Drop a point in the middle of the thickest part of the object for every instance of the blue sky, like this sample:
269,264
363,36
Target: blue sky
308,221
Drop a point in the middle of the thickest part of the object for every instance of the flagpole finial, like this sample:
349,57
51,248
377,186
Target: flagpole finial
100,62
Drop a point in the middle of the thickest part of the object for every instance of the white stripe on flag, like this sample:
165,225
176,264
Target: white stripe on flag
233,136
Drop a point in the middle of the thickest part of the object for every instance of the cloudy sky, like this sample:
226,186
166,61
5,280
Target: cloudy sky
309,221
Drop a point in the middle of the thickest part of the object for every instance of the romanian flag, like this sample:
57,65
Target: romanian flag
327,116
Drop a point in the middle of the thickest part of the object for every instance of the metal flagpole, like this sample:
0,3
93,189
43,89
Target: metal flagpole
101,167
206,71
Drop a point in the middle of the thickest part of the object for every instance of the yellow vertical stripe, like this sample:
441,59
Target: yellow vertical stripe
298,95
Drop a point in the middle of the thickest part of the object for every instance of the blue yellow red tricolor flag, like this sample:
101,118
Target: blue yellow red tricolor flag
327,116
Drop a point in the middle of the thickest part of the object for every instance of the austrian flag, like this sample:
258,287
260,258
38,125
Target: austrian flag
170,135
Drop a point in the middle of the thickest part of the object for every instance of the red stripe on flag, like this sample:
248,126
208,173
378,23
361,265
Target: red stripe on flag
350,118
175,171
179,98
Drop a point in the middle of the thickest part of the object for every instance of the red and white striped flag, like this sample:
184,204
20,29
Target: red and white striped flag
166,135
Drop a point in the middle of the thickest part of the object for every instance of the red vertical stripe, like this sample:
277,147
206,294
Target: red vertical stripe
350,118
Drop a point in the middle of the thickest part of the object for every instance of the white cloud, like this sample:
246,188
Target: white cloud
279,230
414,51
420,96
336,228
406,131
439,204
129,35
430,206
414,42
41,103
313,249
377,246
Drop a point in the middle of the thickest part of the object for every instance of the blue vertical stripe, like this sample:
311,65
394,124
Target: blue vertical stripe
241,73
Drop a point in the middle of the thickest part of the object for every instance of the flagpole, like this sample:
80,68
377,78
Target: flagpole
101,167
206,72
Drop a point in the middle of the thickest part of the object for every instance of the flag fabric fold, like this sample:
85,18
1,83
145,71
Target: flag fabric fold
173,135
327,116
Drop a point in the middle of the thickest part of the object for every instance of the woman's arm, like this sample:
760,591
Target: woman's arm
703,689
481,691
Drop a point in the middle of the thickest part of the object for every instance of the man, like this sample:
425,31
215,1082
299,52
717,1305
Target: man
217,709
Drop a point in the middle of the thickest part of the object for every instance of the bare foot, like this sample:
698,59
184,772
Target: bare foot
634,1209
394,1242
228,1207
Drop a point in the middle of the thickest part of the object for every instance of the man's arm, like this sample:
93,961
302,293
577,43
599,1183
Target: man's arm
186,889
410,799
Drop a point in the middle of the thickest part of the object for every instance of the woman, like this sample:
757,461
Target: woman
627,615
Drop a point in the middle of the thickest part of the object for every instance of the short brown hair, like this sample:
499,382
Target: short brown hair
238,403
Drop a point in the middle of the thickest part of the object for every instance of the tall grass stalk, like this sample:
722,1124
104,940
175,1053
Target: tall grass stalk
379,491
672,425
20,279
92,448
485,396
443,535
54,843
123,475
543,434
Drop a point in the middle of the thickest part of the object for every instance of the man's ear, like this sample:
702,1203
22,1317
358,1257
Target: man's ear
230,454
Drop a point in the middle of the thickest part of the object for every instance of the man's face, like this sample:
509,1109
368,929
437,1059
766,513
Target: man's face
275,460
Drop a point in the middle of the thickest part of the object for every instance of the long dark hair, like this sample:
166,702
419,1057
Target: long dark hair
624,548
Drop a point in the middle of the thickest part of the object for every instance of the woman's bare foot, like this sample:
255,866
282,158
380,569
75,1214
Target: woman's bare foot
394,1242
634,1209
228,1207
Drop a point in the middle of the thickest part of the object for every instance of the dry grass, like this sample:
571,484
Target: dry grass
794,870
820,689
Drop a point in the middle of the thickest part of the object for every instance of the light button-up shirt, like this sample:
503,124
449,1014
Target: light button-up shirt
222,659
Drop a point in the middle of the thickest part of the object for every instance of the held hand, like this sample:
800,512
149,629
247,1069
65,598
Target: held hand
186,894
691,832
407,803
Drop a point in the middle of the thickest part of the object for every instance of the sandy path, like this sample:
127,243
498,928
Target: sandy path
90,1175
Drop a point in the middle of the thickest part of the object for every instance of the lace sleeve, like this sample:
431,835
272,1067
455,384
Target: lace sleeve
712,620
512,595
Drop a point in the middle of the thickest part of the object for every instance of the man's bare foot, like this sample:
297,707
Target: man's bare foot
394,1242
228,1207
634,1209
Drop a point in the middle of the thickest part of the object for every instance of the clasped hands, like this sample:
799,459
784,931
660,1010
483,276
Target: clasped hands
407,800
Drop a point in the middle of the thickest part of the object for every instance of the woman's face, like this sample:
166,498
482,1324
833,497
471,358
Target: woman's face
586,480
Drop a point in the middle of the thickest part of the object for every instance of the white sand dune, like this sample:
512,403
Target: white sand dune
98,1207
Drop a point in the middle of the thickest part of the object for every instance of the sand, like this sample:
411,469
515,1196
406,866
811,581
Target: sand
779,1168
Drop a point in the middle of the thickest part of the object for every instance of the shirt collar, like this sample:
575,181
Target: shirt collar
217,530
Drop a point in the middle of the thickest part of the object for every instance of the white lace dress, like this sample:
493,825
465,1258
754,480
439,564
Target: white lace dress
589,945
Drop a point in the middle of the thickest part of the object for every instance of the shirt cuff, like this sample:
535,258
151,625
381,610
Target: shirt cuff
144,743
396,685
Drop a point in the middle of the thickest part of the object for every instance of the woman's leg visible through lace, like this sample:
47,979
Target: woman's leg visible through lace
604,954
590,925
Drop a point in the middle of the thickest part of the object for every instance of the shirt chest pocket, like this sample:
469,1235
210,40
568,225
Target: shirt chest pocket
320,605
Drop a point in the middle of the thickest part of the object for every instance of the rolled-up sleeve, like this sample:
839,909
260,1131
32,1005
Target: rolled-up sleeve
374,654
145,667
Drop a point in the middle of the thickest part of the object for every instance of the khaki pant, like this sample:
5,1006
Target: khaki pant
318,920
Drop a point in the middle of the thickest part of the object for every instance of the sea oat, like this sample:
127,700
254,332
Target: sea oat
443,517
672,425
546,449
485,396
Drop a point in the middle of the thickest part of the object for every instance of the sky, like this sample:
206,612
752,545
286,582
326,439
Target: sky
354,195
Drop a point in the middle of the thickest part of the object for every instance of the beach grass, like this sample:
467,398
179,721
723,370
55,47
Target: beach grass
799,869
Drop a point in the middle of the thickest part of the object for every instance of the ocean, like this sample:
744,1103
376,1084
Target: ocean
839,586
────────────────────
EXERCISE DETAILS:
The listing above must be written out again in its entirety, exactly as given.

COMPLETED EXERCISE:
Drop a point in the middle of the thickest part of the object for every instance of the blue sky, like this sample:
269,264
363,36
Target: blue sky
308,221
Drop a point in the middle of the thickest part of the object for every instance of the flagpole finial, like this sample:
349,57
51,248
377,186
Target: flagpole finial
100,62
Drop a point in the middle of the thickest part of the object for every instance of the white stripe on flag, like this sample:
165,225
176,264
Target: white stripe on flag
233,136
Drop a point in the middle of the thickest part of the object for every instance of the cloudy sky, like this sample:
226,186
166,61
5,280
Target: cloudy sky
309,221
Drop a point in the middle of the thickest part of the object for every instance of the romanian flag, like this sample:
57,65
Target: romanian flag
327,116
Drop a point in the middle of the thickest part of the object for every instance of the metal flagpole, like this sample:
0,3
93,189
43,89
Target: metal flagpole
101,167
206,71
Drop a point in the middle of the thickest part of the object for every instance of the yellow vertical stripe, like this sample:
441,59
Target: yellow vertical stripe
298,95
Drop a point in the middle of the thickest part of the object for every instance of the blue yellow red tricolor flag, like this sample:
101,118
Target: blue yellow red tricolor flag
327,116
Drop a point in the middle of the thickest part of the object for every instance of the austrian flag, like this sample:
258,287
260,258
38,125
Target: austrian flag
170,135
Drop a point in the middle of the thickest part of the object for every instance of the red stripe on flag, like this sample:
248,126
208,173
378,23
361,265
Target: red stripe on flag
350,118
175,171
179,98
Drop a point in the middle of the thickest part of the object for every instance of the red and white striped flag, like this sample:
184,204
20,29
Target: red and white striped flag
166,135
Drop a point in the middle of the thickest part of the object for every instance of the red vertical stripe, like this sample:
277,147
206,294
Target: red vertical stripe
350,118
Drop a point in the middle of the thickest part of the object for every instance of the white cloud, like this sample:
246,188
Target: white cloud
279,230
414,51
420,96
336,228
406,131
439,204
129,35
430,206
414,42
41,103
313,249
377,246
Drop a point in the middle of the thickest part of the object for every instance of the blue vertical stripe, like this sample:
311,65
394,124
Target: blue vertical stripe
241,73
Drop a point in the middle of the thickest part of the object for every instance of the flagpole, like this sample:
80,68
377,78
Target: flagpole
101,167
206,72
Drop a point in the middle of the thickest part of the object for every instance of the flag fabric fold, like this sample:
85,18
1,83
145,71
Target: flag fabric fold
173,135
327,116
Drop a point in the middle of the thickest part of the object for every instance of the woman's arm, like this sample:
760,591
Target: woman's arm
703,689
481,691
Drop a point in the middle of the thickest part of the object for every instance of the man, like this sample:
425,31
215,1082
299,52
717,1305
Target: man
217,709
Drop a point in the middle of the thickest part of the object for every instance of the bare foot, like this sample:
698,59
184,772
Target: bare foot
634,1209
394,1242
228,1207
Drop a point in the middle of the thickest part of the object for every instance of the man's arm, like this sample:
93,961
302,293
577,43
599,1183
Target: man's arm
186,889
410,799
Drop a point in the middle of the thickest part of the object for every instance of the woman, like this sample:
757,461
Target: woman
627,615
Drop a point in the middle of the thickest part of the object for every instance of the short brown hair, like this sample:
499,382
Target: short brown hair
238,403
Drop a point in the middle of the thickest part of the object for every instance of the tall grass stalk, like this sample:
722,1124
104,940
175,1053
Target: tall grass stalk
379,491
672,425
20,279
92,448
485,396
443,535
54,843
123,475
543,434
Drop a point in the middle of the thickest part of the object for every instance of the man's ear, like this sample:
702,1203
22,1317
358,1257
Target: man's ear
230,454
Drop a point in the middle of the thickest part of the object for every instance of the man's face, like this sample:
509,1109
368,929
437,1059
766,513
Target: man's face
275,460
Drop a point in the middle of the thickest part of the object for every instance of the long dark hair, like this sample:
166,702
419,1057
Target: long dark hair
624,548
Drop a point in the middle of the thickest part of the object for every instance of the woman's bare foot, like this sample:
255,866
282,158
380,569
75,1214
Target: woman's bare foot
394,1242
634,1209
228,1207
Drop a point in the middle of the thickest part of the object for every instance of the dry grass, like this sample:
571,484
Target: dry grass
794,870
820,689
Drop a point in the middle of the thickest part of the object for every instance of the light button-up shirt, like this sample:
503,124
449,1014
Target: light button-up shirt
222,659
Drop a point in the middle of the thickest part of the object for every instance of the held hand, like this sample:
800,512
149,629
247,1069
65,598
Target: held hand
186,894
691,832
407,803
Drop a point in the middle of the thickest part of the object for every instance of the sandy path, like this sample:
127,243
498,928
Target: sandy path
90,1175
Drop a point in the middle of the thickest part of the object for every instance of the lace sleeve, like this sample:
431,835
272,1067
455,384
Target: lace sleeve
712,620
512,595
Drop a point in the middle of the thickest part of the object for every instance of the man's bare foot, like this sample:
297,707
Target: man's bare foot
394,1242
228,1207
634,1209
Drop a point in the middle of the thickest part of the object for every instance of the clasped hands, like this sample:
799,459
784,931
660,1010
483,276
Target: clasped hands
407,800
Drop a point in the middle of the thickest part of the object for every instance of the woman's face, like this sample:
166,498
482,1324
833,497
471,358
Target: woman's face
586,480
Drop a point in the middle of the thickest part of the object for every instance of the white sand dune, like this sample:
512,403
Target: white sand dune
98,1207
Drop a point in the middle of the thickest part of the object for every instance of the sand, like this sample:
411,469
515,1196
406,866
811,581
Target: sand
779,1168
Drop a point in the middle of the thickest part of the object for every instance of the shirt collar, like this sample:
575,181
Target: shirt collar
217,530
Drop a point in the middle of the thickest part of the object for every instance of the white lace dress, like this sample:
493,825
465,1258
754,480
439,564
Target: white lace dress
589,945
Drop a point in the middle of the thickest part of the object for every instance of the shirt cuff, like this sample:
535,258
151,625
381,610
Target: shirt cuff
144,743
396,685
Drop a point in the middle of the thickest part of the object for every instance of the woman's leg visible through lace, like this sample:
47,979
Target: woman's leg visible through lace
604,954
590,925
Drop a point in the middle of the thickest part of the object for every instance of the shirt chest pocket, like this sample:
469,1235
210,40
568,225
Target: shirt chest pocket
320,605
Drop a point in the middle of the thickest part of the object for every instance of the rolled-up sleeve, like this sample:
839,909
260,1131
32,1005
Target: rolled-up sleeve
374,654
145,667
Drop a point in the middle of the thickest part of the object for every instance of the khaki pant, like this sample:
5,1006
Target: khaki pant
318,920
Drop a point in the middle of the thickest part of the object for every instance of the sea oat, like this sample:
127,700
254,332
Target: sea oat
443,517
672,425
546,449
485,396
Drop a point in the middle of the thickest part of the object for every instance of the sky, like this sample:
206,612
752,545
286,582
326,439
Target: sky
354,195
Drop a point in the middle of the thickest part of the object for every instance of the beach grass, like this sample:
467,398
179,721
723,370
55,47
Target: beach grass
799,869
Drop a point in the middle of the thickest part of the object for every instance of the ocean, like this sample:
744,1103
376,1084
Target: ocean
839,586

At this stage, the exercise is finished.